Search the records for the string "sign", and show each line where it appears.

(Beginning of Dataset records)

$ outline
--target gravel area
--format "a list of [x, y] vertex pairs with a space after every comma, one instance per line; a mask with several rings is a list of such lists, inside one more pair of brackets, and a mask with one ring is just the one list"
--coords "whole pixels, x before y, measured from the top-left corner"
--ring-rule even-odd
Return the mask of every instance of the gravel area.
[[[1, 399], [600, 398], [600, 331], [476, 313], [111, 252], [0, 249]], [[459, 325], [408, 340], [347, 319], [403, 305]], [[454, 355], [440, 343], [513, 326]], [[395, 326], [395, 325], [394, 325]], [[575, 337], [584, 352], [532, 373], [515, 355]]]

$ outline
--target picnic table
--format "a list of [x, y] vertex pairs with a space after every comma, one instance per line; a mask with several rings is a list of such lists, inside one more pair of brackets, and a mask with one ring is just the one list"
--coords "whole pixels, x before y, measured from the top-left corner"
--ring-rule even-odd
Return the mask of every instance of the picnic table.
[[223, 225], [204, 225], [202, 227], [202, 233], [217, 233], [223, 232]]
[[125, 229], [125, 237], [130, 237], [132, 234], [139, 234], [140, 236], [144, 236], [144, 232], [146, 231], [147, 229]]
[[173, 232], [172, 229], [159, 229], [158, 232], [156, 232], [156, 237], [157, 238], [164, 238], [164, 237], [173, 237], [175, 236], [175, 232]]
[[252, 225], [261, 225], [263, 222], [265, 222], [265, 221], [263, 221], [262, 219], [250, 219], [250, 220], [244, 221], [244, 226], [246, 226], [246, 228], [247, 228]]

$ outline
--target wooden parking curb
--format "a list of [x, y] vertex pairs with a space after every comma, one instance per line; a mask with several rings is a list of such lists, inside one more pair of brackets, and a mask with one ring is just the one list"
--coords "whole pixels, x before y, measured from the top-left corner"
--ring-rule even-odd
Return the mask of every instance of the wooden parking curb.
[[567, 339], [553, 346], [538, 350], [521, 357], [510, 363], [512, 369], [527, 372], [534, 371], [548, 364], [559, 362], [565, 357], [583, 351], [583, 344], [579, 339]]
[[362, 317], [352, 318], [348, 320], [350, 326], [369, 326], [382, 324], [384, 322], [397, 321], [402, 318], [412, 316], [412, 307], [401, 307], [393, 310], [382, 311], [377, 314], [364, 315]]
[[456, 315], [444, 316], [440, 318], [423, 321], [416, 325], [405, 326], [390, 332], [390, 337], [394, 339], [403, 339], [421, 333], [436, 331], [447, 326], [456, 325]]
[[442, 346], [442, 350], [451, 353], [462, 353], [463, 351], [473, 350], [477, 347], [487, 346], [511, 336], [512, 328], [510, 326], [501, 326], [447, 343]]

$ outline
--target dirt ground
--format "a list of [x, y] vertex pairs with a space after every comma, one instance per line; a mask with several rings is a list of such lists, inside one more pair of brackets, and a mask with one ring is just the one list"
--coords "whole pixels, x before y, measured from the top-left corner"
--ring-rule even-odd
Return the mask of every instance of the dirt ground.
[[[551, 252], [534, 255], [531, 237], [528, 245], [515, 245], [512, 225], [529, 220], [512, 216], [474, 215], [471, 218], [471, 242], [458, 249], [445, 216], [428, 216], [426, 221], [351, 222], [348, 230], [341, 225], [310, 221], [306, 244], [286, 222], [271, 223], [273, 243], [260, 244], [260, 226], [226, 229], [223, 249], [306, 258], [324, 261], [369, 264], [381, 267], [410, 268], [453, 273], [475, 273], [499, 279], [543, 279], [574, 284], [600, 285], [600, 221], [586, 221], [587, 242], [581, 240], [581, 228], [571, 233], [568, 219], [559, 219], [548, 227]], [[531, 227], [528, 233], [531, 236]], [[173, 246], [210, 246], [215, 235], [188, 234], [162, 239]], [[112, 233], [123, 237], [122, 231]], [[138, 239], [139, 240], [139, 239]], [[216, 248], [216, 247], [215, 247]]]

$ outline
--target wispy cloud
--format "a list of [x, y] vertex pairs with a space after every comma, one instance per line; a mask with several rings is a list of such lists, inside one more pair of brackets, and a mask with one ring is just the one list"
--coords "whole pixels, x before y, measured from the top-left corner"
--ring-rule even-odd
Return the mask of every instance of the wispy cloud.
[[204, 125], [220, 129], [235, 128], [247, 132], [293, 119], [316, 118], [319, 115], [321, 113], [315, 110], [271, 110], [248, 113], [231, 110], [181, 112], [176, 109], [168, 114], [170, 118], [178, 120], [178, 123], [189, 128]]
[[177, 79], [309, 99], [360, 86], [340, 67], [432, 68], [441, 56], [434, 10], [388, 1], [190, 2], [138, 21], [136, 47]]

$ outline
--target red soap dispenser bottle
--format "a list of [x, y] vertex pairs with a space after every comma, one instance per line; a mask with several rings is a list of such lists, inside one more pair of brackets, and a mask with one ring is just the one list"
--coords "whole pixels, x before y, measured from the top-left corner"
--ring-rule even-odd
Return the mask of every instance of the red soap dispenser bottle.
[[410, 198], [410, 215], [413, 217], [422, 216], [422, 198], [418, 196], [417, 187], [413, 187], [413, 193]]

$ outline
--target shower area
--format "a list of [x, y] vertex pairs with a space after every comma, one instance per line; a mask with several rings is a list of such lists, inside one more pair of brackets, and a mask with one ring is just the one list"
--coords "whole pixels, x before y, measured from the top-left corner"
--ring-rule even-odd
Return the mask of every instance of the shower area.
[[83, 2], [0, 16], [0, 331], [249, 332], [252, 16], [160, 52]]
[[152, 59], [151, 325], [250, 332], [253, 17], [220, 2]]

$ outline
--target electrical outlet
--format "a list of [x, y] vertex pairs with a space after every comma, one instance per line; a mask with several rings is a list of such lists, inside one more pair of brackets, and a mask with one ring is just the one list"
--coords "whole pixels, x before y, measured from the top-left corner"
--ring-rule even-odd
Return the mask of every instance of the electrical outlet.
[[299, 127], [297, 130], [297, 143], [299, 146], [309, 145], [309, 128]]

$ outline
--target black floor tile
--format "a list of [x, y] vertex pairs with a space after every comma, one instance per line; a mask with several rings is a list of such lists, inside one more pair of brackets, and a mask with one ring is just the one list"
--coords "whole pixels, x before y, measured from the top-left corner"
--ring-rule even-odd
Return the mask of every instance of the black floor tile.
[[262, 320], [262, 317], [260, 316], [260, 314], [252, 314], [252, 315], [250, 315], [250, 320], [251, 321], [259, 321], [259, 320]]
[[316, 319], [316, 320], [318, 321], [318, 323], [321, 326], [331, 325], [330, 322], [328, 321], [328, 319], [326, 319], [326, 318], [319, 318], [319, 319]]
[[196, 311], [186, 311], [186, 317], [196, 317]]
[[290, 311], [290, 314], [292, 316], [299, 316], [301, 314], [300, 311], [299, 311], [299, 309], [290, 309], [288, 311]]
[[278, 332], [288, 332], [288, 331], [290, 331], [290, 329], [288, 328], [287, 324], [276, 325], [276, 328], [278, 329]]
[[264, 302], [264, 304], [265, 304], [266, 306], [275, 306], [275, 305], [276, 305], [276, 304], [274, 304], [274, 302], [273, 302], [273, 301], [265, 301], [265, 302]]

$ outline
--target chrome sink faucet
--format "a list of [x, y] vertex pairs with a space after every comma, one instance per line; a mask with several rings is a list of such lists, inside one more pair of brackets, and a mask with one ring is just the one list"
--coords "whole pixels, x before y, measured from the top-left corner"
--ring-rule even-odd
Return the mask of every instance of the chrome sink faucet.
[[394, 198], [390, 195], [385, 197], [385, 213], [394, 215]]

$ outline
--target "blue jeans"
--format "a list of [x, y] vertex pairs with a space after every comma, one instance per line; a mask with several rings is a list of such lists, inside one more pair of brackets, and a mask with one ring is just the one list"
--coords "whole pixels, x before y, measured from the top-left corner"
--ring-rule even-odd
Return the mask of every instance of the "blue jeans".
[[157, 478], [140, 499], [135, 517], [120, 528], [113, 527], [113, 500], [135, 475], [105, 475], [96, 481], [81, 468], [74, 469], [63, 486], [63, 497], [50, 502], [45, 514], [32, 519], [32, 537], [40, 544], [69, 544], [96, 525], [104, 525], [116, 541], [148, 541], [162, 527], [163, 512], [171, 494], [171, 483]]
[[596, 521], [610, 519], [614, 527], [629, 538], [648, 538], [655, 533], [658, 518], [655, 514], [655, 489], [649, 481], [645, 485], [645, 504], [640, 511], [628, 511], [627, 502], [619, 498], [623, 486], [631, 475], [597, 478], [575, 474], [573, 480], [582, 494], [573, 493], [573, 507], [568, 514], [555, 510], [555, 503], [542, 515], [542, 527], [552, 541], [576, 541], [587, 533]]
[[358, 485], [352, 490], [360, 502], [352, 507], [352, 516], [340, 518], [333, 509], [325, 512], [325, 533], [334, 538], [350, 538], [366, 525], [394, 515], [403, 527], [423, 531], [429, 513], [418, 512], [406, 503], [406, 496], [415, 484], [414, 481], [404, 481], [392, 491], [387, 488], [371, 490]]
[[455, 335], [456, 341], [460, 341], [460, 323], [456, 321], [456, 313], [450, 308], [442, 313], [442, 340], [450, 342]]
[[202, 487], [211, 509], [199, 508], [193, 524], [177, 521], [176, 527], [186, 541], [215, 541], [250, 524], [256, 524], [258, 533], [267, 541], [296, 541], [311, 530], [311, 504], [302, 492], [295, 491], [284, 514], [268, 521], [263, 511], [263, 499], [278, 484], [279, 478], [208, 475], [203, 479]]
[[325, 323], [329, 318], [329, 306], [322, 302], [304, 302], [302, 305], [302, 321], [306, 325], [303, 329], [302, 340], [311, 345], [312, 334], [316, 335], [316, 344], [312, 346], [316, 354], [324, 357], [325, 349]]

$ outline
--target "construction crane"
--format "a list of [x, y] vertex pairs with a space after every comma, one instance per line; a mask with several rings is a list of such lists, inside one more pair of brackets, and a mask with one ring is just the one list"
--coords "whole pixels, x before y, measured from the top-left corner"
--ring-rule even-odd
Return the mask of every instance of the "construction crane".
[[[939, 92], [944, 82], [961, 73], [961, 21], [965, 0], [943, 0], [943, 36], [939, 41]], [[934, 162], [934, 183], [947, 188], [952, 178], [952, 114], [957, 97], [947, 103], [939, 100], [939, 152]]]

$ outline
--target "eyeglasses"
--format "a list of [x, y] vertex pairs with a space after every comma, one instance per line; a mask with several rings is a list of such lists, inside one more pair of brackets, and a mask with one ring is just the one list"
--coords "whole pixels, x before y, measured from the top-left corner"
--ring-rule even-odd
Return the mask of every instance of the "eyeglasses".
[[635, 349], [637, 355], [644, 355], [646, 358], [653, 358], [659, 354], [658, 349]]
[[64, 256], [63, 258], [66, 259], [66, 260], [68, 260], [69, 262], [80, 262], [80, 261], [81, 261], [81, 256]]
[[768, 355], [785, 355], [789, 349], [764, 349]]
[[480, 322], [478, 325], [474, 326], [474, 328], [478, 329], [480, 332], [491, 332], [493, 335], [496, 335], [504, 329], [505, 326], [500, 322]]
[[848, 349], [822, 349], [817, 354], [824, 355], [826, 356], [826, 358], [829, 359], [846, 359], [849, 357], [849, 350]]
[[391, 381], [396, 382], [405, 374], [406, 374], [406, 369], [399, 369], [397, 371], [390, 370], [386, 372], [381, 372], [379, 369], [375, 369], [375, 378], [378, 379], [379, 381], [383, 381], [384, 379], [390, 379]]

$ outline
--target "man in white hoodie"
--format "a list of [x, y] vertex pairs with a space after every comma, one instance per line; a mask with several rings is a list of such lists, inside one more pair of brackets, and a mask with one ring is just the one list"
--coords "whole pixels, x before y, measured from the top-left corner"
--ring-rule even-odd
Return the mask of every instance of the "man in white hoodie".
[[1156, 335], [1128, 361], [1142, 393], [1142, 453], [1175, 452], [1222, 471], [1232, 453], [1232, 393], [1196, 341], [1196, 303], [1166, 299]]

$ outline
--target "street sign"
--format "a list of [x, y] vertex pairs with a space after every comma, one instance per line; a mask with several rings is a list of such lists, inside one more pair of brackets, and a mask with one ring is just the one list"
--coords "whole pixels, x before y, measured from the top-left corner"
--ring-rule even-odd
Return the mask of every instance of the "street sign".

(End of Dataset records)

> **Answer space**:
--target "street sign"
Return the mask of every instance of the "street sign".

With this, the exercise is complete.